● Dataset content:
* * * * *
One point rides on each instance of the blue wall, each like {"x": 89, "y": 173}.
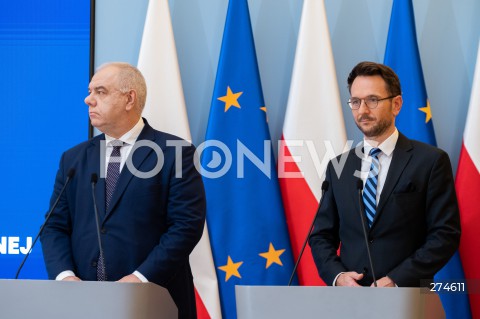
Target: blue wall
{"x": 448, "y": 33}
{"x": 44, "y": 63}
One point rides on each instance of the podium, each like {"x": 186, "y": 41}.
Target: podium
{"x": 283, "y": 302}
{"x": 21, "y": 299}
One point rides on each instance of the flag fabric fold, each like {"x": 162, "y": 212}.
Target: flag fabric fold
{"x": 313, "y": 132}
{"x": 415, "y": 121}
{"x": 468, "y": 187}
{"x": 403, "y": 56}
{"x": 246, "y": 220}
{"x": 165, "y": 111}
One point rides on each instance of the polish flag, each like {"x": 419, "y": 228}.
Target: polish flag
{"x": 468, "y": 188}
{"x": 165, "y": 111}
{"x": 313, "y": 132}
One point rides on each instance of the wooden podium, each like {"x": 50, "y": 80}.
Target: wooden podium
{"x": 282, "y": 302}
{"x": 21, "y": 299}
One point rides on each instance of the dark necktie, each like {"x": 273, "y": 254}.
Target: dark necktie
{"x": 113, "y": 172}
{"x": 370, "y": 189}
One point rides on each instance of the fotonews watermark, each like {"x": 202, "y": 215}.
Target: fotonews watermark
{"x": 215, "y": 159}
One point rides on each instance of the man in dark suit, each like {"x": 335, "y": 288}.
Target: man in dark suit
{"x": 151, "y": 203}
{"x": 409, "y": 201}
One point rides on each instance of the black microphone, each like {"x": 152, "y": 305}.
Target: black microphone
{"x": 70, "y": 174}
{"x": 362, "y": 216}
{"x": 94, "y": 180}
{"x": 325, "y": 185}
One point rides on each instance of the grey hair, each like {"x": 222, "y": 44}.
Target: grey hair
{"x": 129, "y": 78}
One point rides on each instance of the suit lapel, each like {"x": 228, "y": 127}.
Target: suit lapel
{"x": 401, "y": 157}
{"x": 136, "y": 157}
{"x": 96, "y": 160}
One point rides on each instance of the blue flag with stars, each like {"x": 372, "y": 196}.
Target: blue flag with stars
{"x": 415, "y": 121}
{"x": 402, "y": 55}
{"x": 245, "y": 216}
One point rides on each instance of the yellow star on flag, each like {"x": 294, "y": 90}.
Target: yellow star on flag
{"x": 428, "y": 112}
{"x": 272, "y": 256}
{"x": 264, "y": 108}
{"x": 231, "y": 99}
{"x": 231, "y": 269}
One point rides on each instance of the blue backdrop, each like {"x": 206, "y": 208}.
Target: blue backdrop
{"x": 44, "y": 57}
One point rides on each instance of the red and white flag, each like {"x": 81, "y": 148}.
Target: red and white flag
{"x": 313, "y": 131}
{"x": 468, "y": 188}
{"x": 165, "y": 111}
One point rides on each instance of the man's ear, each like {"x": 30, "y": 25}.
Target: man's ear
{"x": 131, "y": 100}
{"x": 397, "y": 103}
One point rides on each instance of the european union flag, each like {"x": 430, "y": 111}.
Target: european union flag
{"x": 415, "y": 121}
{"x": 245, "y": 217}
{"x": 402, "y": 55}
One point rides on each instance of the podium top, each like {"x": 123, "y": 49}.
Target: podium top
{"x": 283, "y": 302}
{"x": 85, "y": 299}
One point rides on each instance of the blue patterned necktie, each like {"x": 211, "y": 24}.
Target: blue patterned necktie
{"x": 113, "y": 172}
{"x": 370, "y": 189}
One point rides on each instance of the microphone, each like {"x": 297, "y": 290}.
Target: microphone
{"x": 362, "y": 216}
{"x": 325, "y": 185}
{"x": 70, "y": 175}
{"x": 94, "y": 180}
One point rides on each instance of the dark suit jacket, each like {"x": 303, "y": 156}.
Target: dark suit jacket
{"x": 152, "y": 224}
{"x": 416, "y": 228}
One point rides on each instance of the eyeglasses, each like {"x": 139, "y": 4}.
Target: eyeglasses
{"x": 371, "y": 102}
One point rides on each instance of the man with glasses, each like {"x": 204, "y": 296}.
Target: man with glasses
{"x": 405, "y": 199}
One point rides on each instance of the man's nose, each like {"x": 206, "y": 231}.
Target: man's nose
{"x": 89, "y": 100}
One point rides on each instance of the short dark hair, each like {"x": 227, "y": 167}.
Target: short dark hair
{"x": 367, "y": 68}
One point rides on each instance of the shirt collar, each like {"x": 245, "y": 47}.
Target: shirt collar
{"x": 386, "y": 147}
{"x": 131, "y": 136}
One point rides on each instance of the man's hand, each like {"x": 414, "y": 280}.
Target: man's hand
{"x": 130, "y": 278}
{"x": 385, "y": 282}
{"x": 349, "y": 279}
{"x": 71, "y": 278}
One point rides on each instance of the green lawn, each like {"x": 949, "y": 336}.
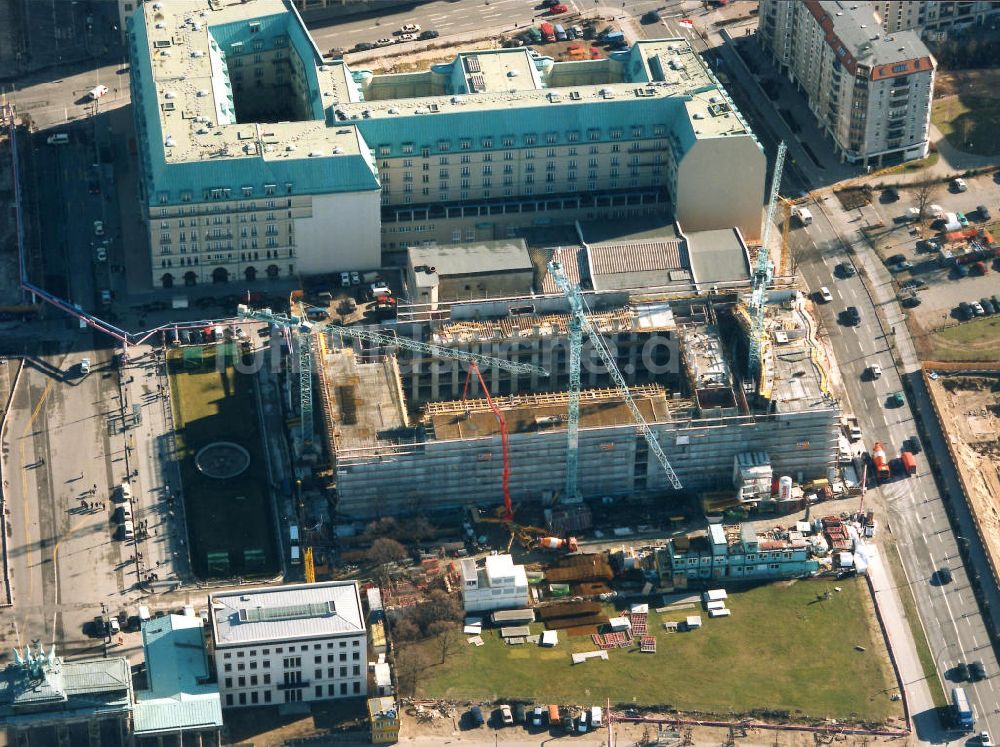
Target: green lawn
{"x": 970, "y": 123}
{"x": 782, "y": 650}
{"x": 978, "y": 340}
{"x": 223, "y": 516}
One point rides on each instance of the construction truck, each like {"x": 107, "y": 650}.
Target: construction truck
{"x": 881, "y": 462}
{"x": 559, "y": 544}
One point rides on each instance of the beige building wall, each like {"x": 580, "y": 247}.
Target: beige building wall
{"x": 722, "y": 174}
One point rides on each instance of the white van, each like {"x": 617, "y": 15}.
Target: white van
{"x": 803, "y": 214}
{"x": 595, "y": 717}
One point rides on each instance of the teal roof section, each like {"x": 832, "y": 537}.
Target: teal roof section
{"x": 179, "y": 696}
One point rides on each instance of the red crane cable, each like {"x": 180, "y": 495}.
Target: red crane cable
{"x": 504, "y": 445}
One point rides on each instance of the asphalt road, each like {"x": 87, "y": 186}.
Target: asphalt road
{"x": 63, "y": 558}
{"x": 915, "y": 511}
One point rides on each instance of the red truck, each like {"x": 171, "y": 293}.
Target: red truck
{"x": 909, "y": 463}
{"x": 880, "y": 461}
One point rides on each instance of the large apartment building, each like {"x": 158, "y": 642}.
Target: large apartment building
{"x": 942, "y": 15}
{"x": 261, "y": 159}
{"x": 286, "y": 644}
{"x": 871, "y": 92}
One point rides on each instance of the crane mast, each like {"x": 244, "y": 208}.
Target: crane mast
{"x": 764, "y": 269}
{"x": 579, "y": 317}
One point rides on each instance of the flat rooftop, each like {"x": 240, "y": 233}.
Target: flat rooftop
{"x": 480, "y": 258}
{"x": 287, "y": 613}
{"x": 855, "y": 25}
{"x": 542, "y": 412}
{"x": 718, "y": 256}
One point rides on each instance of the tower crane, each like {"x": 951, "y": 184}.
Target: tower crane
{"x": 764, "y": 269}
{"x": 475, "y": 361}
{"x": 580, "y": 322}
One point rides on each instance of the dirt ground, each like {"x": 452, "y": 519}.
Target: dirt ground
{"x": 970, "y": 408}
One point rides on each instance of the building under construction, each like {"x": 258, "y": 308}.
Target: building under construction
{"x": 402, "y": 438}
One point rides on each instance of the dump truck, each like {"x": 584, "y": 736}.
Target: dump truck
* * * * *
● What this task involves: Pictures are excluded; repeat every record exactly.

● Written answer:
One point rides on each instance of the blue wall, each like {"x": 89, "y": 173}.
Target: blue wall
{"x": 448, "y": 33}
{"x": 44, "y": 63}
One point rides on each instance of the podium, each like {"x": 186, "y": 41}.
Target: podium
{"x": 283, "y": 302}
{"x": 21, "y": 299}
One point rides on each instance of the flag fabric fold, each like {"x": 162, "y": 212}.
Target: flag fabric fold
{"x": 313, "y": 132}
{"x": 415, "y": 121}
{"x": 468, "y": 187}
{"x": 403, "y": 56}
{"x": 246, "y": 220}
{"x": 165, "y": 111}
One point rides on each instance of the polish flag, each like {"x": 419, "y": 228}.
Target: polish flag
{"x": 468, "y": 188}
{"x": 165, "y": 111}
{"x": 313, "y": 132}
One point rides on each instance of the wooden podium, each like {"x": 50, "y": 80}.
Target: wooden podium
{"x": 282, "y": 302}
{"x": 21, "y": 299}
One point rides on each instance of the dark necktie, each like {"x": 273, "y": 254}.
Target: dark necktie
{"x": 113, "y": 172}
{"x": 370, "y": 189}
One point rides on each instance of the fotonews watermark, each like {"x": 202, "y": 215}.
Target: fotonews watermark
{"x": 215, "y": 159}
One point rides on each instance of the man in dark suit, each like {"x": 335, "y": 288}.
Target: man in dark suit
{"x": 151, "y": 203}
{"x": 409, "y": 201}
One point rides on each instance of the black microphone, each like {"x": 152, "y": 305}.
Target: black microphone
{"x": 70, "y": 174}
{"x": 362, "y": 216}
{"x": 94, "y": 180}
{"x": 325, "y": 185}
One point rides on each instance of the grey hair, each like {"x": 222, "y": 44}.
Target: grey hair
{"x": 129, "y": 78}
One point rides on each instance of the suit lapel, each like {"x": 228, "y": 127}.
Target: suit lapel
{"x": 401, "y": 157}
{"x": 136, "y": 157}
{"x": 96, "y": 160}
One point rides on each instance of the blue flag with stars, each like {"x": 372, "y": 196}.
Target: blue flag with stars
{"x": 415, "y": 121}
{"x": 402, "y": 55}
{"x": 245, "y": 216}
One point rides on each instance of the yellow star on flag, each like {"x": 294, "y": 90}.
Target: yellow star on flag
{"x": 428, "y": 112}
{"x": 272, "y": 256}
{"x": 264, "y": 108}
{"x": 231, "y": 99}
{"x": 231, "y": 269}
One point rides on each instance of the blue backdrop, each like {"x": 206, "y": 208}.
Target: blue backdrop
{"x": 44, "y": 57}
One point rides on each instance of the red and white flag, each like {"x": 81, "y": 148}.
Target: red and white flag
{"x": 313, "y": 131}
{"x": 468, "y": 188}
{"x": 165, "y": 111}
One point rides on each instance of the man's ear, each like {"x": 30, "y": 25}.
Target: man's ear
{"x": 131, "y": 100}
{"x": 397, "y": 103}
One point rides on each instance of the european union flag, each like {"x": 430, "y": 111}.
Target: european union flag
{"x": 415, "y": 121}
{"x": 245, "y": 217}
{"x": 402, "y": 55}
One point rides on each instance of the podium top, each like {"x": 123, "y": 49}.
Target: podium top
{"x": 283, "y": 302}
{"x": 85, "y": 299}
One point rides on each instance of the blue patterned necktie, each like {"x": 211, "y": 24}.
Target: blue patterned necktie
{"x": 113, "y": 172}
{"x": 370, "y": 189}
One point rides on each instance of the microphone, each like {"x": 297, "y": 290}.
Target: microphone
{"x": 362, "y": 216}
{"x": 325, "y": 185}
{"x": 70, "y": 175}
{"x": 94, "y": 180}
One point rides on each instance of the dark suit jacket, each like {"x": 303, "y": 156}.
Target: dark suit jacket
{"x": 152, "y": 224}
{"x": 416, "y": 228}
One point rides on each instance of the eyeglasses, each like {"x": 139, "y": 4}.
Target: eyeglasses
{"x": 371, "y": 102}
One point rides on each instance of the man with glasses, each like {"x": 204, "y": 296}.
Target: man with glasses
{"x": 405, "y": 199}
One point rides on each instance of the man's nose, each like {"x": 206, "y": 231}.
Target: man's nose
{"x": 89, "y": 100}
One point rides on each instance of the short dark hair, each like {"x": 227, "y": 167}.
Target: short dark hair
{"x": 367, "y": 68}
One point rides on each instance of the shirt collar, each like {"x": 245, "y": 47}.
Target: shirt collar
{"x": 386, "y": 147}
{"x": 131, "y": 136}
One point rides on each instance of the man's hand, each like {"x": 414, "y": 280}.
Target: man's hand
{"x": 130, "y": 278}
{"x": 385, "y": 282}
{"x": 349, "y": 279}
{"x": 71, "y": 278}
One point rides on each instance of the green lawn, each like {"x": 949, "y": 336}.
Target: green lawn
{"x": 970, "y": 123}
{"x": 782, "y": 650}
{"x": 978, "y": 340}
{"x": 223, "y": 516}
One point rides on each instance of the construction truck, each like {"x": 107, "y": 650}.
Target: construction truck
{"x": 881, "y": 462}
{"x": 559, "y": 544}
One point rides on each instance of the beige building wall, each like {"x": 580, "y": 247}.
Target: beige building wall
{"x": 722, "y": 174}
One point rides on each instance of the white van, each like {"x": 617, "y": 15}.
Target: white van
{"x": 803, "y": 214}
{"x": 595, "y": 717}
One point rides on each instance of the teal roof section, each like {"x": 832, "y": 537}.
Target: teal roof section
{"x": 179, "y": 696}
One point rides on each instance of the red crane cable, each like {"x": 180, "y": 495}.
Target: red crane cable
{"x": 504, "y": 445}
One point rides on each instance of the asphalt road, each like {"x": 87, "y": 186}.
Target: asphalt road
{"x": 63, "y": 558}
{"x": 915, "y": 511}
One point rides on each instance of the red truck, each like {"x": 171, "y": 293}.
Target: red truck
{"x": 909, "y": 463}
{"x": 880, "y": 461}
One point rides on each instance of the large apartment building, each like {"x": 158, "y": 642}.
Target: large apartment building
{"x": 942, "y": 15}
{"x": 261, "y": 159}
{"x": 286, "y": 644}
{"x": 871, "y": 92}
One point rides on each instance of the crane mast, each like {"x": 244, "y": 208}.
Target: crane mast
{"x": 764, "y": 269}
{"x": 579, "y": 317}
One point rides on each instance of the flat rooftop, each like {"x": 240, "y": 233}.
Target: flat rooftop
{"x": 480, "y": 258}
{"x": 287, "y": 613}
{"x": 855, "y": 25}
{"x": 542, "y": 412}
{"x": 718, "y": 256}
One point rides on each instance of the tower crane, each like {"x": 951, "y": 184}.
Target: tower crane
{"x": 764, "y": 269}
{"x": 475, "y": 361}
{"x": 580, "y": 322}
One point rides on each instance of the dirt ground, each like {"x": 452, "y": 519}.
Target: dirt ground
{"x": 970, "y": 408}
One point rides on each instance of the building under construction, each like {"x": 258, "y": 308}.
Target: building under construction
{"x": 402, "y": 438}
One point rides on each instance of the dump truck, each like {"x": 584, "y": 736}.
Target: dump truck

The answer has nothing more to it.